* Entries shown:

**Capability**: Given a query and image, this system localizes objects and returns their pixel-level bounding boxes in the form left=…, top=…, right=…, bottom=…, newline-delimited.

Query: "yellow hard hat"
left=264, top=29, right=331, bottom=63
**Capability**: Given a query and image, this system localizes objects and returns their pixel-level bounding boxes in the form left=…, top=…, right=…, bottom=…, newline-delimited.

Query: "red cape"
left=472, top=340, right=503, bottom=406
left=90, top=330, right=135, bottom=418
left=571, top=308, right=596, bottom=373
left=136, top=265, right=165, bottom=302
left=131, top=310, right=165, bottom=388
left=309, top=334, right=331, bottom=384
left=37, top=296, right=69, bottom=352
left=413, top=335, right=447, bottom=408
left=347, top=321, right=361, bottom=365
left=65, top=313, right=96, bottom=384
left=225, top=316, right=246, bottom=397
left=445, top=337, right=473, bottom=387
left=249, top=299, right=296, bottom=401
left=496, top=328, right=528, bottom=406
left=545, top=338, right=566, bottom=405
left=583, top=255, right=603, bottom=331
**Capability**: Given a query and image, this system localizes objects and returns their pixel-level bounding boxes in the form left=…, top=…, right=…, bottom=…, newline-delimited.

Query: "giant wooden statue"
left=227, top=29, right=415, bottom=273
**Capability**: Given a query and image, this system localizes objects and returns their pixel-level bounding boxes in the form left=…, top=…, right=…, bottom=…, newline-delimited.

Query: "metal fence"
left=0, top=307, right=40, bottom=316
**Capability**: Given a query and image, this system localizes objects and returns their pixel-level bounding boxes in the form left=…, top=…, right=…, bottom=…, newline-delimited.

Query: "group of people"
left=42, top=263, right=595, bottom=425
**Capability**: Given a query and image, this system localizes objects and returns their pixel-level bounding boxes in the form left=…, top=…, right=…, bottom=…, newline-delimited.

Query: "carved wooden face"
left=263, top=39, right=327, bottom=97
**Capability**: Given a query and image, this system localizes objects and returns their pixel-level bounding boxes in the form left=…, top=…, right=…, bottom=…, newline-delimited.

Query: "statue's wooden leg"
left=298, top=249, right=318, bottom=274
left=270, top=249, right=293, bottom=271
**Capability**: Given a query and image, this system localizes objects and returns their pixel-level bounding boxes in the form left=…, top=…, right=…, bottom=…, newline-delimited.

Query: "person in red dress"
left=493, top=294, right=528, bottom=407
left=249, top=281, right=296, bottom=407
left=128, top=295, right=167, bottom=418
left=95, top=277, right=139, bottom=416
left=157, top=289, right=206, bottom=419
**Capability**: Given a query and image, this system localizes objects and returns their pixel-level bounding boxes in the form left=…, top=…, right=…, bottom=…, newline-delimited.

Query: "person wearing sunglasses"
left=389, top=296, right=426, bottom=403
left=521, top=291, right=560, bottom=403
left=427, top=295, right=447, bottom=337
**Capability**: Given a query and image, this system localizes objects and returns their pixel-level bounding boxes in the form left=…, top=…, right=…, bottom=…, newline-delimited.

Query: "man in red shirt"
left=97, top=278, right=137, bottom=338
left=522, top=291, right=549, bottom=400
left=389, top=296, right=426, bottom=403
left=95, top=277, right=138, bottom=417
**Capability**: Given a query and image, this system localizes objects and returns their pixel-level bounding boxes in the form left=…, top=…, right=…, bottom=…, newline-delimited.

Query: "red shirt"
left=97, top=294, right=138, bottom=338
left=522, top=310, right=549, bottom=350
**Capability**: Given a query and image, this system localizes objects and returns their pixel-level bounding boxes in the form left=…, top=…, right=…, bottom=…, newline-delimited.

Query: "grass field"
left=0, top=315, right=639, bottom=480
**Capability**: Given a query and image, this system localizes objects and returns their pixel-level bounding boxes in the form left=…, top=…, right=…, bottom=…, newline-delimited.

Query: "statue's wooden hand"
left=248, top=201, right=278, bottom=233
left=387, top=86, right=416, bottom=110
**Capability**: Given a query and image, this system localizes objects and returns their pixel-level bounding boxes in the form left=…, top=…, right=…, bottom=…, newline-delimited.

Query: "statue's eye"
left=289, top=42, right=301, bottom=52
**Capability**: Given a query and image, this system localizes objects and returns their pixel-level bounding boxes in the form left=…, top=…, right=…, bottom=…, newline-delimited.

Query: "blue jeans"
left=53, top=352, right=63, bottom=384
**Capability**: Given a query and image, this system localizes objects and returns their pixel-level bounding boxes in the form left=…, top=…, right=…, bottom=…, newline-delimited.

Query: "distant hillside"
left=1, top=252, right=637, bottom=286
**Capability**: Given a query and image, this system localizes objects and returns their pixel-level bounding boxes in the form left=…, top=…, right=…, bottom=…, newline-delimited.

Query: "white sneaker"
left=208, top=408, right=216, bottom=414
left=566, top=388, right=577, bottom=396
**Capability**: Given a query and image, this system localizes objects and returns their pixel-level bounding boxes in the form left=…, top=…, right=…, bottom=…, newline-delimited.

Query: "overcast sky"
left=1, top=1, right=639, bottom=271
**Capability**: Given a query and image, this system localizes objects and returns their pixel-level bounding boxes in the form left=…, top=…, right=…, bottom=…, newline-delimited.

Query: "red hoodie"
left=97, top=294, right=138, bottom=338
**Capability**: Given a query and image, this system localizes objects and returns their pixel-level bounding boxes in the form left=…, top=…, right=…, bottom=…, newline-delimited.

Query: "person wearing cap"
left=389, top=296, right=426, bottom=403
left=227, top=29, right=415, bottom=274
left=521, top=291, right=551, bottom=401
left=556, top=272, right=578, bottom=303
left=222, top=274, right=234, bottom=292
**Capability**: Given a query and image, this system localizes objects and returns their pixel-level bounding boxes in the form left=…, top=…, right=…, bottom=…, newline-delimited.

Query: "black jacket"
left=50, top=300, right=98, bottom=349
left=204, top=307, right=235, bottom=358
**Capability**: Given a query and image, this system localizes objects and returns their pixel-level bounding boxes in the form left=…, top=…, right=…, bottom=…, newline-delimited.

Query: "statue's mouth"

* Exercise prompt: Print the entries once more, identical in every line.

* Result for this task:
**Capability**: Given a query and image, this system localizes objects and returns their pixel-level bounding boxes in the form left=…, top=…, right=…, bottom=…, newline-delimited.

Query: "yellow hard hat"
left=264, top=29, right=331, bottom=63
**Capability**: Given a query and image, this system localizes objects and returns their pixel-level bounding boxes in the form left=…, top=…, right=…, bottom=…, newline-delimited.

Query: "red cape"
left=472, top=340, right=503, bottom=406
left=90, top=330, right=135, bottom=418
left=571, top=308, right=596, bottom=373
left=136, top=265, right=165, bottom=302
left=131, top=310, right=165, bottom=388
left=309, top=334, right=331, bottom=384
left=37, top=296, right=69, bottom=352
left=413, top=335, right=447, bottom=408
left=347, top=321, right=361, bottom=365
left=65, top=313, right=96, bottom=384
left=225, top=316, right=246, bottom=397
left=445, top=337, right=473, bottom=387
left=249, top=299, right=296, bottom=401
left=496, top=328, right=528, bottom=406
left=545, top=338, right=566, bottom=405
left=583, top=255, right=603, bottom=331
**Capability**: Given a query and image, this system localizes objects and returns their pixel-level bounding boxes in the form left=…, top=…, right=…, bottom=…, newline-delimited.

Query: "giant wooden statue"
left=227, top=29, right=415, bottom=273
**Capability**: Given a query and image, this system localizes objects and returns their pixel-level bounding boxes in the form left=…, top=…, right=…, bottom=…, newline-delimited.

Query: "metal fence"
left=0, top=307, right=40, bottom=316
**Capability**: Given a query and image, this system localizes objects and returns their pixel-level bounding boxes in the form left=…, top=…, right=…, bottom=…, newline-delimited.

Query: "group of people"
left=42, top=263, right=595, bottom=425
**Capability**: Given a query and image, this system localizes objects and returns their pixel-level bounding boxes in the form left=…, top=…, right=…, bottom=…, newline-delimited.

Query: "carved wooden face"
left=263, top=39, right=327, bottom=97
**Capability**: Given a query and image, this system localizes objects and returns their pixel-level bounding boxes in the form left=…, top=…, right=…, bottom=…, newline-delimited.

Query: "statue's wooden leg"
left=298, top=249, right=318, bottom=274
left=270, top=249, right=293, bottom=271
**Capability**: Given a query and image, this system localizes objects and returns their pixel-level bounding boxes in the form left=…, top=…, right=…, bottom=…, newline-delimited.

Query: "person in red dress"
left=493, top=294, right=528, bottom=407
left=249, top=281, right=296, bottom=407
left=128, top=295, right=167, bottom=418
left=95, top=277, right=139, bottom=416
left=157, top=289, right=206, bottom=419
**Capability**: Given a query and image, this system localizes objects and returns their pixel-level bounding boxes in the form left=…, top=…, right=…, bottom=…, newline-delimited.

Query: "person wearing sunglasses"
left=389, top=296, right=426, bottom=403
left=521, top=291, right=560, bottom=403
left=427, top=295, right=447, bottom=337
**Capability**: Given a query and image, this system localizes objects and returns their pixel-level bounding boxes in the form left=…, top=…, right=…, bottom=…, newline-delimited.

Query: "man in red shirt"
left=97, top=278, right=137, bottom=338
left=522, top=291, right=549, bottom=400
left=389, top=296, right=426, bottom=403
left=95, top=277, right=138, bottom=417
**Capability**: Given a query and image, this system localizes objects and returns their pixel-level bounding boxes in the form left=…, top=…, right=…, bottom=…, newline-delimited.

Query: "red shirt"
left=97, top=294, right=138, bottom=338
left=522, top=310, right=549, bottom=350
**Capability**: Given a query and image, this system localizes objects and returns their pixel-level bounding boxes in the form left=…, top=…, right=…, bottom=…, newline-delimited.

Query: "grass field"
left=0, top=315, right=639, bottom=480
**Capability**: Given a query and image, this system localizes objects and returns their pixel-level bounding boxes in the form left=…, top=…, right=…, bottom=…, newline-delimited.

Query: "statue's wooden hand"
left=248, top=201, right=278, bottom=233
left=387, top=86, right=416, bottom=110
**Capability**: Given a query and image, this system localizes objects and returns their pixel-level bounding boxes in the form left=…, top=…, right=…, bottom=…, newline-delimited.

Query: "statue's eye"
left=289, top=42, right=301, bottom=52
**Capability**: Given a query and image, this system localizes objects and returns their pixel-level bounding boxes in the form left=…, top=…, right=…, bottom=…, newline-delimited.

Query: "blue jeans"
left=53, top=352, right=63, bottom=384
**Capability**: Given a query and image, this system localizes objects and returns their pixel-level bounding boxes in the form left=…, top=…, right=…, bottom=…, newline-delimited.

Query: "distant hillside"
left=1, top=252, right=637, bottom=286
**Capability**: Given a query and image, this system localizes objects and returns their pixel-level bounding boxes in the form left=…, top=…, right=…, bottom=…, newline-delimited.

Query: "white sneaker"
left=208, top=408, right=216, bottom=414
left=566, top=388, right=577, bottom=396
**Capability**: Given a query and image, this system localizes objects and returns their pixel-level bounding boxes in the form left=…, top=…, right=…, bottom=…, newline-delimited.

Query: "overcast sky"
left=1, top=1, right=639, bottom=271
**Capability**: Given a query and image, this system localizes objects and returns their pixel-level bounding boxes in the form left=…, top=…, right=…, bottom=…, newline-delimited.

Query: "red hoodie"
left=97, top=294, right=138, bottom=338
**Capability**: Given a query and image, this system localizes objects and returns their pixel-level bounding boxes in the form left=…, top=…, right=…, bottom=…, newline-delimited.

Query: "person wearing cap"
left=389, top=296, right=426, bottom=403
left=227, top=29, right=415, bottom=274
left=521, top=291, right=551, bottom=401
left=556, top=272, right=578, bottom=303
left=222, top=274, right=234, bottom=292
**Capability**: Given a query and image, this system localizes objects and returns their pixel-level bounding boxes in the form left=…, top=…, right=…, bottom=…, newline-delimited.

Query: "black jacket"
left=50, top=300, right=98, bottom=349
left=204, top=307, right=235, bottom=358
**Capability**: Given a query and image, this system localizes objects and returns their pixel-level bounding boxes in the form left=…, top=…, right=…, bottom=…, newline-delimited.

Query: "statue's mouth"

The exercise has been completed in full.